(Records from a data source)

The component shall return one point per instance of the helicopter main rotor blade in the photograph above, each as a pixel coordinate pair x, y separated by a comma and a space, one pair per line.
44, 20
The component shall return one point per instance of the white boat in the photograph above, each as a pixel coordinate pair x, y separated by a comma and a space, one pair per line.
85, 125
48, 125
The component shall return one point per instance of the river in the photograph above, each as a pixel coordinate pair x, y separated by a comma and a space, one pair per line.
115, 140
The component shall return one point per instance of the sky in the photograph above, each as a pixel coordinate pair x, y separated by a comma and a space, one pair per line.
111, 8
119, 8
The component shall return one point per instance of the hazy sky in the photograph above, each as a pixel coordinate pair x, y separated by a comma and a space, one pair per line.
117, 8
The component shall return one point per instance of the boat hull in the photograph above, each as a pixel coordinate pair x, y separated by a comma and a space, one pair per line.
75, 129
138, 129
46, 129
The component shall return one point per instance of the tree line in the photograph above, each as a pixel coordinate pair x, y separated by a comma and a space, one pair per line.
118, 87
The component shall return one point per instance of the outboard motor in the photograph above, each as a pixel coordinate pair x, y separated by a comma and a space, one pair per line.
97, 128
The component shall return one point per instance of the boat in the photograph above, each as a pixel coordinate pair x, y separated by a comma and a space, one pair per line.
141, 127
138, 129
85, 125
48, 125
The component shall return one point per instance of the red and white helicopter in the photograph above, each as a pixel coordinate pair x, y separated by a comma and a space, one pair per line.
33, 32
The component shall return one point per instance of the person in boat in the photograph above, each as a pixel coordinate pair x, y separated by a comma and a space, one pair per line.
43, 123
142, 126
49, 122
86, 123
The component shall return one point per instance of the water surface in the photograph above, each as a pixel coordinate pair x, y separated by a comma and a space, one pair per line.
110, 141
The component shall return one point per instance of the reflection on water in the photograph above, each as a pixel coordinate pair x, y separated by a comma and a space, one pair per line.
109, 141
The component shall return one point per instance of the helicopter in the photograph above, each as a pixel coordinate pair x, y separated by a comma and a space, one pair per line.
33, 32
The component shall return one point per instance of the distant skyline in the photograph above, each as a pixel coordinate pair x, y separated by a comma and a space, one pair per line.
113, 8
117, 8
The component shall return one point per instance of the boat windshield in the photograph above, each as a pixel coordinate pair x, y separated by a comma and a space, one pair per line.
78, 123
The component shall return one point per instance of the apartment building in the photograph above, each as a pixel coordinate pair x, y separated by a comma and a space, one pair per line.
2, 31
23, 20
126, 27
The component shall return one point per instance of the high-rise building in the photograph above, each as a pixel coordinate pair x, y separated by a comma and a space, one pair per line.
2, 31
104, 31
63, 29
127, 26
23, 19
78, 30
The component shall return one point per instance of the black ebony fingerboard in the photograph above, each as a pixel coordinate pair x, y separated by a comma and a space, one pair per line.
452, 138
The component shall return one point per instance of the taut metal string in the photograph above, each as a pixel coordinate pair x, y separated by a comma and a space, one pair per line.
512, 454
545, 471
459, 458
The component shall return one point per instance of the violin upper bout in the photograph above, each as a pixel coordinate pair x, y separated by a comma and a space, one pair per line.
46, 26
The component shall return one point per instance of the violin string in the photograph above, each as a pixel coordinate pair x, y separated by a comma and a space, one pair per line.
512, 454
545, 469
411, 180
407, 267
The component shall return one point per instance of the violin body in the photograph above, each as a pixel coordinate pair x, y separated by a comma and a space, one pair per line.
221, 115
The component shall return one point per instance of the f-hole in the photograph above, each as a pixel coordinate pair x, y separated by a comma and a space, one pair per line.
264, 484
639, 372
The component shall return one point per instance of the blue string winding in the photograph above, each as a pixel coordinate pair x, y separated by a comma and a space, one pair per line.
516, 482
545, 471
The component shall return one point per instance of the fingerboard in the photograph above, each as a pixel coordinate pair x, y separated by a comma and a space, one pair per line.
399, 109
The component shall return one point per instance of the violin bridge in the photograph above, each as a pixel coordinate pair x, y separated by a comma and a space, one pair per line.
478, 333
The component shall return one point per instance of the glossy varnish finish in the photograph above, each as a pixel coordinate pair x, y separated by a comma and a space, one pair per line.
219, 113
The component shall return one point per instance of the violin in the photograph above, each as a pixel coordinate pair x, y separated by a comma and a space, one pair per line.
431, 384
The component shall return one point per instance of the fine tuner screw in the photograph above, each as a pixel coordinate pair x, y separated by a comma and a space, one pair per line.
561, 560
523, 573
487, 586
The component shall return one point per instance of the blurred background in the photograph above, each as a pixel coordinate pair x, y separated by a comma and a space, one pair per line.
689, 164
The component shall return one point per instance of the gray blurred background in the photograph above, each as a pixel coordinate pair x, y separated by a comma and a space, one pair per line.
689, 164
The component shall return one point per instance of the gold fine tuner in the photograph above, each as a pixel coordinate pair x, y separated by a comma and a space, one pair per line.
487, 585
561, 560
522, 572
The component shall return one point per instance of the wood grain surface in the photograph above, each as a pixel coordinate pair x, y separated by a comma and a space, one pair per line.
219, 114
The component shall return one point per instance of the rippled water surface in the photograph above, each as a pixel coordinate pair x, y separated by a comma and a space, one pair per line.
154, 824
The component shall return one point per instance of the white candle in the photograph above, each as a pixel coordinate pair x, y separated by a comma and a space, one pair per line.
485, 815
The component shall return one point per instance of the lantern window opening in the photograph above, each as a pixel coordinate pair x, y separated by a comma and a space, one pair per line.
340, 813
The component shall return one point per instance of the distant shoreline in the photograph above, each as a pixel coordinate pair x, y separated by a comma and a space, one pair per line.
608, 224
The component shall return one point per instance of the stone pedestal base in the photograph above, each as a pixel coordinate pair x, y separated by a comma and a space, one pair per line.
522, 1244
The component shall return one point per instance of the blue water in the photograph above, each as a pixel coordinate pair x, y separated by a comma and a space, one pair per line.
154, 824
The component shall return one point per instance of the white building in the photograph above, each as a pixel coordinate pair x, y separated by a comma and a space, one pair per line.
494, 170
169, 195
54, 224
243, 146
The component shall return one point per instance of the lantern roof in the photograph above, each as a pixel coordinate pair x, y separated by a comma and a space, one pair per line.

TASK GOAL: Copy out each entry exactly, leaving nothing out.

THE ANSWER:
The component shall return one point per instance of the helicopter main rotor blade in the photograph above, each as a pixel coordinate pair x, y separated by a comma and a space, one pair per line.
44, 20
The component shall return one point per instance of the white boat in the photograph above, each as a pixel coordinate pair x, y separated by a comma and a space, one pair per line.
85, 125
48, 125
The component shall return one point per instance of the river in the photograph above, each as a pixel coordinate pair x, y separated by a comma and a space, one pair per line.
115, 140
The component shall return one point per instance of the sky in the photograph above, each as a pixel coordinate pair x, y separated by a comma and a space, one pair per line.
111, 8
119, 8
The component shall return one point per instance of the hazy sky in the photograph above, each as a pixel coordinate pair x, y separated by a comma and a space, one pair per line.
117, 8
The component shall return one point per instance of the boat hull in the photograph above, each as a pixel coordinate pair x, y separated by a comma and a space, one pair per line.
75, 129
138, 129
46, 129
The component shall return one point per instance of the tree line in the photograph above, each as a pixel coordinate pair x, y separated by a comma and a space, one pair per line.
118, 87
The component shall return one point per instance of the outboard motor in the photograph above, each as a pixel coordinate pair x, y separated by a comma and a space, one pair per line.
97, 128
The component shall return one point per instance of the boat in the photograph above, each as a pixel coordinate pair x, y separated by a comma and a space, one pair per line.
141, 127
138, 129
85, 125
48, 125
The component shall return one point per instance of the red and white helicopter in the photograph above, each as a pixel coordinate pair x, y separated by a comma and a space, one pair per line.
33, 32
The component shall return one point per instance of the person in boat in the photograph above, each as a pixel coordinate pair x, y separated by a comma and a space, one pair per line.
43, 123
142, 126
49, 122
86, 123
The component shall return one point per instance of the water surface in the photograph above, each as a pixel coordinate pair x, y separated by a comma and a space, one pair per line.
110, 141
The component shall return one point per instance of the reflection on water in the photograph above, each as a pixel coordinate pair x, y separated by a comma and a space, one pair per line.
109, 141
The component shall return one point per instance of the helicopter in the photograph above, each as a pixel coordinate pair x, y separated by a comma and a space, one pair per line.
33, 32
The component shall return one point per instance of the distant skyline in the photograph above, each as a pixel coordinate pair x, y separated by a comma and a space, one pair per line.
113, 8
117, 8
The component shall return one point per instance of the boat windshield in the photograph above, each as a pixel coordinate pair x, y separated by a comma and a space, one pair per line.
78, 123
The component shall return one point per instance of the apartment building in the photograph above, each as a pixel coordinate pair x, y separated by a comma and a space, one pair per line.
2, 31
23, 20
126, 27
The component shall return one point per instance of the high-rise building in the photograph above, each as a pixel coordinate pair x, y separated by a comma and a space, one pair per line.
2, 31
104, 31
63, 29
127, 26
23, 19
78, 30
The component shall return one point per instance of the black ebony fingerboard in the photograph above, each as a pixel coordinate pair x, y separated by a comma and a space, one pair per line.
452, 138
The component shall return one point per instance of the taut metal string in the photograph above, each as a pixel coordinate pair x, y separated by a comma and a space, one pair per line.
512, 454
545, 471
459, 458
The component shall return one point per instance of the violin upper bout in the photograph above, each as a pixel coordinate pair x, y separated by a comma and a space, one pair per line.
46, 26
The component shall return one point per instance of the violin string in the photograph above, each as a pixel coordinate pair x, y separated by a comma and a space, one pair per line.
512, 454
545, 469
411, 180
407, 267
The component shall return one point per instance of the violin body in the photograph above, each as a pixel coordinate pair x, y separated by a comma and a space, one pair per line.
221, 115
The component shall return one point per instance of the f-hole in the photograph above, each as a pixel coordinate pair x, y separated by a comma and a space, one pair per line.
264, 484
639, 372
The component shall return one point per instance of the blue string winding in the photograph above, each as a pixel coordinate pair x, y separated by a comma and a space, one pair per line.
516, 482
545, 471
The component shall return one point per instance of the fingerboard in the photograph above, each as a pixel coordinate pair x, y separated by a comma and a space, one pair per line.
399, 109
The component shall return one point per instance of the violin bridge in the photograph above, each as a pixel coordinate pair x, y separated by a comma and a space, one pair per line.
478, 333
The component shall return one point per instance of the glossy varnish finish in the photograph above, each as a pixel coordinate pair x, y separated by a comma and a space, one pair per line.
219, 113
The component shall return one point per instance of the violin in the photograph above, each as a pixel coordinate pair x, y separated by a comma and a space, one pair per line.
431, 384
The component shall return one point per instance of the fine tuner screw in the photograph above, each as a pixel coordinate pair x, y separated by a comma and a space, one pair per line.
561, 560
523, 573
487, 586
The component shall return one point per instance of the blurred background in the photograph above, each as a pixel coordinate pair x, y separated by a comma and a space, one pair per line.
689, 164
The component shall return one point per instance of the gray blurred background in the photograph above, each as a pixel coordinate pair x, y separated by a comma and a space, one pair per line.
689, 164
The component shall return one point per instance of the gold fine tuner in the photograph above, each as a pixel coordinate pair x, y separated by a comma and a space, one pair per line.
487, 585
561, 560
522, 572
The component shall return one point per instance of the wood grain surface in the photograph above, each as a pixel coordinate pair x, y separated by a comma and a space, one pair per line.
219, 114
The component shall return one point per instance of the rippled water surface in the photograph above, each as a pixel coordinate pair x, y separated by a comma and a space, one pair per line.
154, 824
The component shall return one point per instance of the white candle in the photograph above, each as a pixel coordinate pair x, y separated by a comma and a space, one pair per line.
485, 815
The component shall return one point per instance of the lantern window opening in the photograph above, each as a pixel coordinate pair x, y separated by a comma and a space, one pair per line.
340, 813
The component shall return one point per instance of the distant shoreline in the photograph above, each as a pixel coordinate pair x, y separated by a comma and a space, one pair per line.
608, 224
The component shall return one point per instance of the stone pedestal base in the photograph above, each as a pixel coordinate pair x, y separated by a comma and a space, one pair per line.
522, 1244
The component shall return one point per instance of the blue water in the photograph above, each as a pixel coordinate pair x, y separated by a comma and a space, one pair per line.
154, 824
The component shall return one point per instance of the white building in the photograph above, each as a pixel coordinate pair x, y separated by a comma and a space, one pair per line.
494, 170
169, 195
54, 224
243, 146
The component shall return one point per instance of the lantern roof in the photograph above, each as a pixel coordinate pair x, y separated by a comma and a space, one pair per line.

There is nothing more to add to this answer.